(Brief): Repeat the material below, swapping every "place a point on" for "mark" and leaving all else unchanged.

(Listing):
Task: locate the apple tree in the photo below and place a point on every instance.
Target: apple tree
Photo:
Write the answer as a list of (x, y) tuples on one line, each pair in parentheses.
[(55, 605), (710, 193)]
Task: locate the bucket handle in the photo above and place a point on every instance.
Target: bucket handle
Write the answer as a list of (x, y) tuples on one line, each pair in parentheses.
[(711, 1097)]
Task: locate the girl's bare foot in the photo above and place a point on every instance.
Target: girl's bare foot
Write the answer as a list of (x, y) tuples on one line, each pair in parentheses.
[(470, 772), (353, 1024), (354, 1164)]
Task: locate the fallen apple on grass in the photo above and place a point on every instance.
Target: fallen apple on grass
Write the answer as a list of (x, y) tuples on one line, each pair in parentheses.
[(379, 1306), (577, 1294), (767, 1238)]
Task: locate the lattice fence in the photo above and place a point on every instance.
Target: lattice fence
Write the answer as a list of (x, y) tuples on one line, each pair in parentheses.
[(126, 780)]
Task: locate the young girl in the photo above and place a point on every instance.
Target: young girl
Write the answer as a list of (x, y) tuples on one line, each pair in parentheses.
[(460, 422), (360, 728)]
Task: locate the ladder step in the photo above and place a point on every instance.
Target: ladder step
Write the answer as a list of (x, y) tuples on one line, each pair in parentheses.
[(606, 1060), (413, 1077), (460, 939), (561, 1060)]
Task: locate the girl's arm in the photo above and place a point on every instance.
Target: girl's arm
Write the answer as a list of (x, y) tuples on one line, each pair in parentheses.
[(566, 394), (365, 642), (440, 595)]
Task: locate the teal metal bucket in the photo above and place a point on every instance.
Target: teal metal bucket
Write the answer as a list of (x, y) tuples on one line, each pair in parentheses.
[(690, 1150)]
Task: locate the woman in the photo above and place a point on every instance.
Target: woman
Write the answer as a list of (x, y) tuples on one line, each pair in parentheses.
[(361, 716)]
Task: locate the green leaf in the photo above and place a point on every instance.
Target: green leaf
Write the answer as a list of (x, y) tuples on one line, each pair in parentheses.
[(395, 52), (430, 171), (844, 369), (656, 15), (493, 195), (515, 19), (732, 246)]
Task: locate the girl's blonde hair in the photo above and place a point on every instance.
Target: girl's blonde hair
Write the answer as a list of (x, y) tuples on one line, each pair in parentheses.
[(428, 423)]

(Exercise output):
Task: locate the apple tree in the photo below and mark every instance.
Target: apple tree
Photo:
Write the answer as a list of (x, y) tuples on one line, each pair in parentheses.
[(55, 605), (710, 193)]
Task: locate the bucket handle in the photo above and mark every instance.
Target: bucket handle
Write the answer as a list of (x, y) tuples on one line, each pair in parentheses.
[(711, 1097)]
Task: locate the girl's bare foot in the photo above and mark every instance.
Target: girl's bare foot
Write the answer as a list of (x, y) tuples on one line, each pair in parentheses.
[(470, 772), (353, 1024), (354, 1164)]
Task: locate the fallen apple on grass in the photo above and mark every instance.
Target: fallen apple on grass
Write the answer as a list of (x, y) tuples on one line, each pair in parentheses.
[(379, 1306), (577, 1294), (767, 1238)]
Task: locate the lattice fence in the photo above and mark every instance.
Target: lattice fence
Write the answer as a list of (x, y) tuples on one line, each pair in parentheses.
[(126, 780)]
Task: locate the young girl in the photo above and mark every instance.
Target: young girl
Write the answer as a list of (x, y) tuples on one line, each pair in parentheses.
[(460, 422), (360, 728)]
Task: locate the ladder step in the photo above and mark every instance.
Target: ladder step
Write the answer as a list of (x, y) tuples on one line, each pair in parentheses.
[(606, 1060), (413, 1077), (460, 939), (561, 1060)]
Task: locate the girl's arm in the photo above and mark every instance.
Target: girl's arm
Write the answer as a list of (x, y) tuples on one line, each pair in parentheses.
[(566, 394), (365, 642), (440, 595)]
Task: locate the teal metal bucket in the photo above and mark every instance.
Target: teal metal bucket
Write the answer as a list of (x, y) tuples on one line, each pair in parentheses.
[(690, 1150)]
Task: locate the woman in the photo above and mark every instance.
Target: woman
Write the answer as a list of (x, y) tuples on one line, each pair in parentheses.
[(361, 716)]
Task: locate the green leaf in the photo above and mark every instance.
Target: green leaf
Write the answer as a list of (x, y) tuples on one line, each pair in parentheses.
[(395, 52), (430, 171), (844, 369), (656, 15), (493, 195), (515, 19), (732, 246)]
Task: locate the girl's blonde hair in the photo above and mark every instance.
Target: girl's blonde hair
Write the answer as a list of (x, y) tuples on one line, each pair in parentheses.
[(428, 423)]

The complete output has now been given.